Strange problem with the keyboard on both system

When I pressed "Num Lock" ON and OFF I could login without problem.

In addition without pressing "Num Lock" ON and OFF the keyboard act funny I had to repeat somekey strokes twice time to get a response.  But turning "Num Lock" ON and OFF solved the problem.

Strange :-/

(I hope nobody installed a keyboard logger :-/)

----------

## eccerr0r

odd... so you don't have typing mistakes caused by keyboard input issues elsewhere on console?

----------

## Joseph_sys

 *eccerr0r wrote:*   

> odd... so you don't have typing mistakes caused by keyboard input issues elsewhere on console?

 

No errors when I'm using it on day to day bases, I'm still using KDE3.5 and no issues with the keyboard; it is the first time I've notice this strange behaviour. 

Now when I go to VT I can log IN OK.

What to work on:
**1)** Retype the stretch of the keyboard thread from "No errors when" through "can log IN OK.".
**2)** Extend the keyboard thread, picking up right after its last sentence.

Raw data:
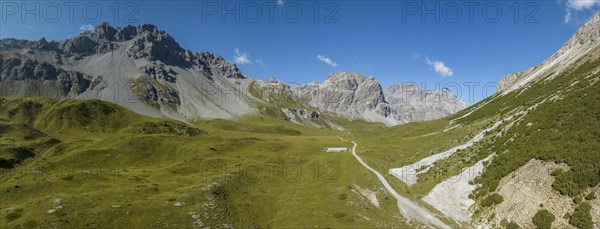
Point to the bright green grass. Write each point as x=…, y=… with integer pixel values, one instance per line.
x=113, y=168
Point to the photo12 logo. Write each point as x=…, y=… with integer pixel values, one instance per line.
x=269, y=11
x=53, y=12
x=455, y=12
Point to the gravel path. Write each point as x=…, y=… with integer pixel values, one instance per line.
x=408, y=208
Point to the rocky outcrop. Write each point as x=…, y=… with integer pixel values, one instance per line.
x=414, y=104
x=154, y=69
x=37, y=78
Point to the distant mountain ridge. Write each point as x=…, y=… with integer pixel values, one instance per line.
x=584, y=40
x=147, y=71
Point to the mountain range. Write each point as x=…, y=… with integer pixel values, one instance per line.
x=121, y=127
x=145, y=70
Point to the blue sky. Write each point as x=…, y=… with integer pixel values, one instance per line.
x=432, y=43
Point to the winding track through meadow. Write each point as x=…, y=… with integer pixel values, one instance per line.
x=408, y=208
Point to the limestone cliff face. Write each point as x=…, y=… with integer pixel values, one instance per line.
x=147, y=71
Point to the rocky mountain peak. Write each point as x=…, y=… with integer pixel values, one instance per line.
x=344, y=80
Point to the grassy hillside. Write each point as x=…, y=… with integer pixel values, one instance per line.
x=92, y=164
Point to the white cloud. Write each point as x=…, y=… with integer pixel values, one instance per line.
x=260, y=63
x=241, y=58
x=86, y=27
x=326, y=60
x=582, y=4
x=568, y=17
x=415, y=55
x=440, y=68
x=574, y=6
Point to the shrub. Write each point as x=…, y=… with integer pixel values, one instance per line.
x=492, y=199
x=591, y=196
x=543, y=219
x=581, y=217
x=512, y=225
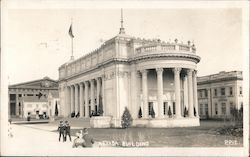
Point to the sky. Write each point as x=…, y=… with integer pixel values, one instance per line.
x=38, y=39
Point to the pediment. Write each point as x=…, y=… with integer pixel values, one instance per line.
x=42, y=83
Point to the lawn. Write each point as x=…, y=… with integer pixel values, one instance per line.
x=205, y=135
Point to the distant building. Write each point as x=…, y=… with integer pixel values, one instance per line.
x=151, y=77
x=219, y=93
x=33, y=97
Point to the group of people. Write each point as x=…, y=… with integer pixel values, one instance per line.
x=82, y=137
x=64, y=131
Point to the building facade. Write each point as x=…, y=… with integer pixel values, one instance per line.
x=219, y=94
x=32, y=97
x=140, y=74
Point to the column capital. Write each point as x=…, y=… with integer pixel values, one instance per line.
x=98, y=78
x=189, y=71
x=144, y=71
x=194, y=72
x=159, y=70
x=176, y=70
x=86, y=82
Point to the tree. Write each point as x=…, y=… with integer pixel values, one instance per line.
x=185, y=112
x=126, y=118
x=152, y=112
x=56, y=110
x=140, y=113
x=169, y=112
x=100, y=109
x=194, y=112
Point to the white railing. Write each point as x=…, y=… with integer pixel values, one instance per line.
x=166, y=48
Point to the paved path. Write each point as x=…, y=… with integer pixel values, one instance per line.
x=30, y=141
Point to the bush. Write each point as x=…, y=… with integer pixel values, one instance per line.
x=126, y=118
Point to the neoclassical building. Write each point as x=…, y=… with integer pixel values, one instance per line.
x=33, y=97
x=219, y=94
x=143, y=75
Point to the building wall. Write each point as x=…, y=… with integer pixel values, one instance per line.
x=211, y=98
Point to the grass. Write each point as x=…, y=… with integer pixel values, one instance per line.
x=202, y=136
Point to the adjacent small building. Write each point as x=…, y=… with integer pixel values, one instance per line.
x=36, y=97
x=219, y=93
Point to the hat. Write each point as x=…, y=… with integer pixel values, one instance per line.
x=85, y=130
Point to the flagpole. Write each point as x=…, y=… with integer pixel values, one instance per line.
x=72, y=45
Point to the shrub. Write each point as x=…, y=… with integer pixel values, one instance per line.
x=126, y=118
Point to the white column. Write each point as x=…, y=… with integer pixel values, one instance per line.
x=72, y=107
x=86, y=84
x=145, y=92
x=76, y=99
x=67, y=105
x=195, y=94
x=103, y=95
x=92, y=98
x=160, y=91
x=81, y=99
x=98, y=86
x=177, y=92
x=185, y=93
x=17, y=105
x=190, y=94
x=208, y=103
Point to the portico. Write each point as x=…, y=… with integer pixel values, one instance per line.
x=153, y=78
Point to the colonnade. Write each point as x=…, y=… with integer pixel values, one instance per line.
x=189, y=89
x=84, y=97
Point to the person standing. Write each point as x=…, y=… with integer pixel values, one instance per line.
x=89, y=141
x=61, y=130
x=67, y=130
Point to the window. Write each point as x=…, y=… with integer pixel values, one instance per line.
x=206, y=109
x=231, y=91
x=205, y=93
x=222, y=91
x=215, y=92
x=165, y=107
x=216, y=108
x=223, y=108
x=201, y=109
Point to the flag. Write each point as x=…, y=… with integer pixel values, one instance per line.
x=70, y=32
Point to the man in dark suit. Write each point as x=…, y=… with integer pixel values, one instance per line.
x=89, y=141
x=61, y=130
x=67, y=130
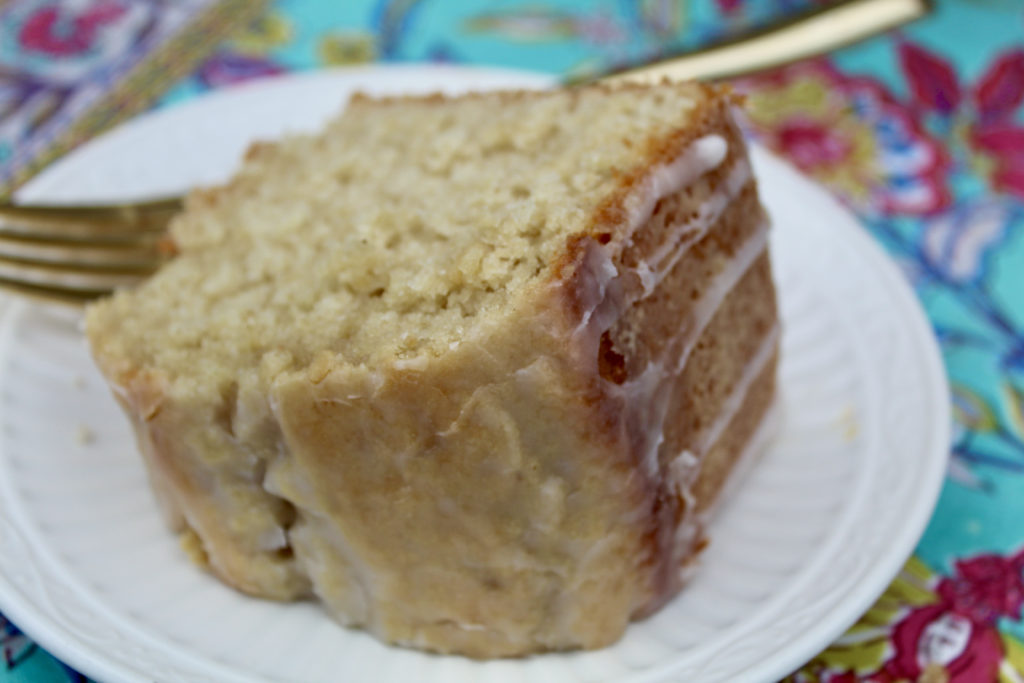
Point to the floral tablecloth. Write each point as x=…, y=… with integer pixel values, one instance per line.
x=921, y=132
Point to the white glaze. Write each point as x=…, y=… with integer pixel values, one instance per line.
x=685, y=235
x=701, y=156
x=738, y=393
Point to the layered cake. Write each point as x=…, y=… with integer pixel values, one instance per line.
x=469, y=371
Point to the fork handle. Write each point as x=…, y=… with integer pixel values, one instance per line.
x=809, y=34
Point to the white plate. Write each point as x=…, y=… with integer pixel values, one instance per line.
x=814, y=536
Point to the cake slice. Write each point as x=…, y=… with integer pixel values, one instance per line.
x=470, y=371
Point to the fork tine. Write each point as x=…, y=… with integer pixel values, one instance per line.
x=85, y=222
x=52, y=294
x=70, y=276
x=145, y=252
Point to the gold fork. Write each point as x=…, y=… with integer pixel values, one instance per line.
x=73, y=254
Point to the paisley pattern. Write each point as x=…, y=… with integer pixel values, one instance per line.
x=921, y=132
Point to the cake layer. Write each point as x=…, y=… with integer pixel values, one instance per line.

...

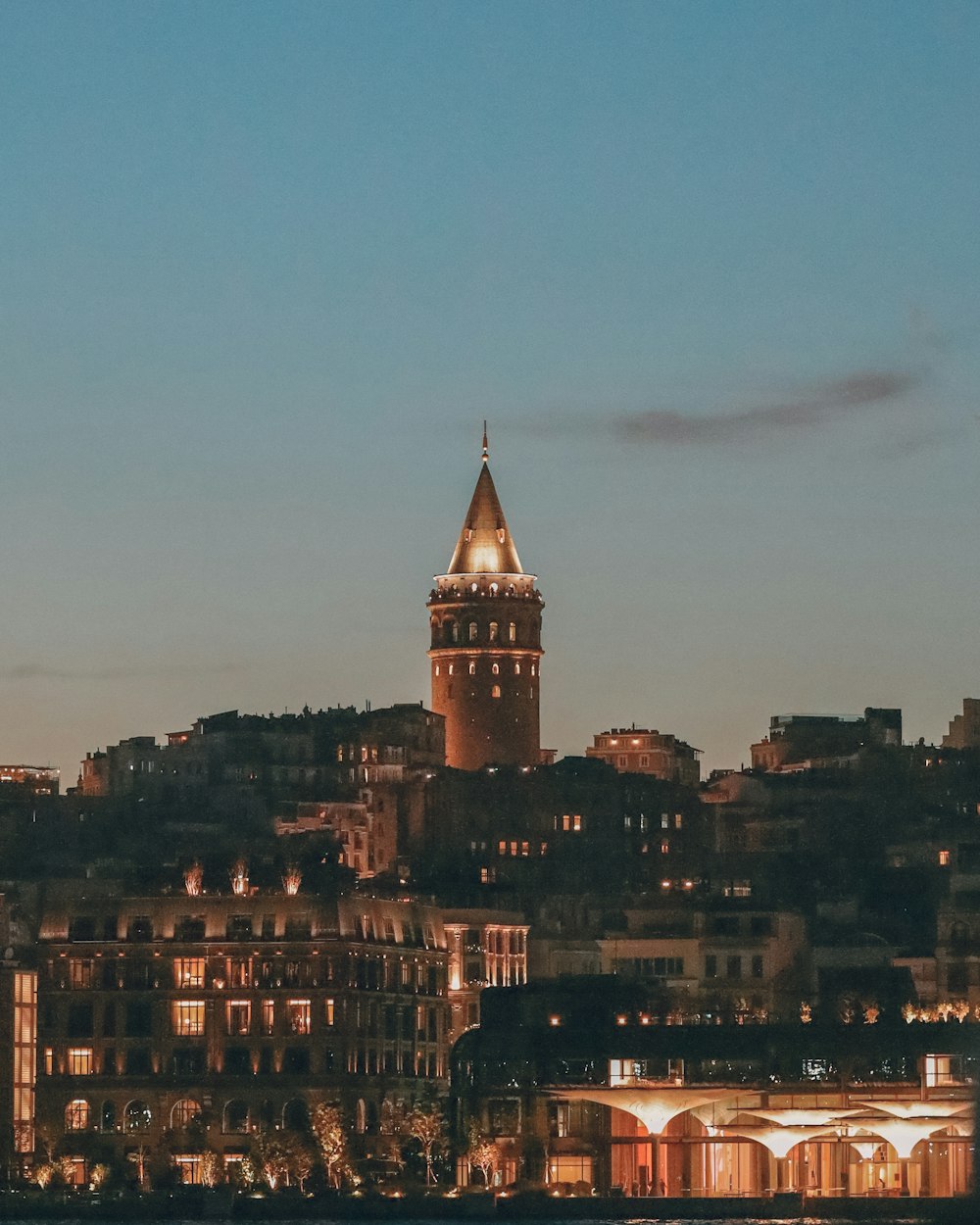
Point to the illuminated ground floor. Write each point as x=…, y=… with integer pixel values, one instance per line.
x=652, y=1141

Replies:
**1)**
No errors when I'm using it on day to day bases, I'm still using KDE3.5 and no issues with the keyboard; it is the first time I've notice this strange behaviour. 

Now when I go to VT I can log IN OK.

**2)**
----------

## eccerr0r

If I had this problem I wouldn't consider it solved though it is a plausible workaround...

Weird.

So X11/kde is running in background for this to happen?  Can you login root regardless of numlock if you don't have KDE running (kdm, etc., shut down)?

----------

## Joseph_sys

 *eccerr0r wrote:*   

> If I had this problem I wouldn't consider it solved though it is a plausible workaround...
> 
> Weird.
> 
> So X11/kde is running in background for this to happen?  Can you login root regardless of numlock if you don't have KDE running (kdm, etc., shut down)?

 

I've notice this strange behaviour on two system.

One is running KDE3.5

The other is running XFCE4

I just tried to log-in on VT-1 and it wouldn't let me in as root; I had to press ON/OFF "CapsLock" key 

So, I'm not sure what is going on. 

I've maked as solved as I can log-in and I don't have much time on troubleshooting trivial things.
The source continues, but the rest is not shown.